:: SET EXERCISE 1 ::
Answer these questions about the JAXnet API page:
(a) Which parameter-free modules does it name as plain Python functions?
(b) How are parameters shared?
(c) What is the primitive module from which all modules are built?

Skip to content

Latest commit

 

History

History
287 lines (202 loc) · 7.83 KB

API.md

File metadata and controls

287 lines (202 loc) · 7.83 KB

The JAXnet API

JAXnet modules

JAXnet comes with some predefined modules. The tests show how modules can be used. For example, Sequential is defined as

def Sequential(*layers):
    @parametrized
    def sequential(inputs):
        for layer in layers:
            inputs = layer(inputs)
        return inputs

    return sequential

Parameter-free modules like relu, flatten and softmax are plain Python functions:

def relu(x):
    return np.maximum(x, 0)

and usage is seamless:

layer = Sequential(Dense(10), relu)

Parameter sharing

Parameters are shared by using the same module object multiple times:

shared_net = Sequential(layer, layer)

How do modules work?

Parameter is the primitive module from which all modules are built. It is created from an initialization function:

scalar = Parameter(lambda key: np.zeros(()))

The module has a single parameter that is initialized via the given function:

param = scalar.init_parameters(key=PRNGKey(0))
assert np.zeros(()) == param

Independent of any inputs, it returns these parameter values:

assert param == scalar.apply(param)

The Parameter module is roughly equivalent to:

class Parameter:
    def __init__(self, init_parameter): self.init_parameter = init_parameter

    def apply(self, parameters, *inputs): return parameters

    def init_parameters(self, *example_inputs, key): return self.init_parameter(key)

All other modules are composed from this primitive via @parametrized functions:

def Dense(out_dim, kernel_init=glorot(), bias_init=randn()):
    @parametrized
    def dense(inputs):
        kernel = Parameter(lambda key: kernel_init(key, (inputs.shape[-1], out_dim)))()
        bias = Parameter(lambda key: bias_init(key, (out_dim,)))()
        return np.dot(inputs, kernel) + bias

    return dense

The parameter function allows to express the same more concisely:

def Dense(out_dim, kernel_init=glorot(), bias_init=randn()):
    @parametrized
    def dense(inputs):
        kernel = parameter((inputs.shape[-1], out_dim), kernel_init)
        bias = parameter((out_dim,), bias_init)
        return np.dot(inputs, kernel) + bias

    return dense

@parameterized transforms this function into an equivalent of:

class Dense:
    Params = namedtuple('dense', ['kernel', 'bias'])

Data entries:
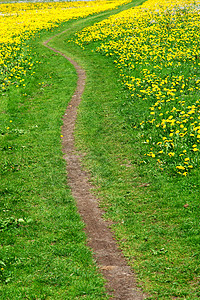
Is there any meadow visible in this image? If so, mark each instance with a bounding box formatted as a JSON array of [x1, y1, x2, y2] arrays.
[[0, 0, 200, 299]]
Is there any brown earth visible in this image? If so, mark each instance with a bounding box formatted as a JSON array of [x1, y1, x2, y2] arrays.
[[43, 32, 145, 300]]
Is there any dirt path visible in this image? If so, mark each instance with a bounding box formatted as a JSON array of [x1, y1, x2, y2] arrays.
[[43, 32, 145, 300]]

:: SET EXERCISE 2 ::
Rewrite the stretch of the records from the line containing "Is there any brown" through the end of the records, requests included. Offset every bounding-box coordinate in the answers by -51.

:: EXERCISE ANSWER 1 ::
(a) relu, flatten and softmax
(b) By using the same module object multiple times
(c) Parameter

:: EXERCISE ANSWER 2 ::
Is there any brown earth visible in this image? If so, mark each instance with a bounding box formatted as a JSON array of [x1, y1, x2, y2] arrays.
[[-8, -19, 94, 249]]
Is there any dirt path visible in this image? If so, mark each instance with a bounding box formatted as a JSON array of [x1, y1, x2, y2] arrays.
[[-8, -19, 94, 249]]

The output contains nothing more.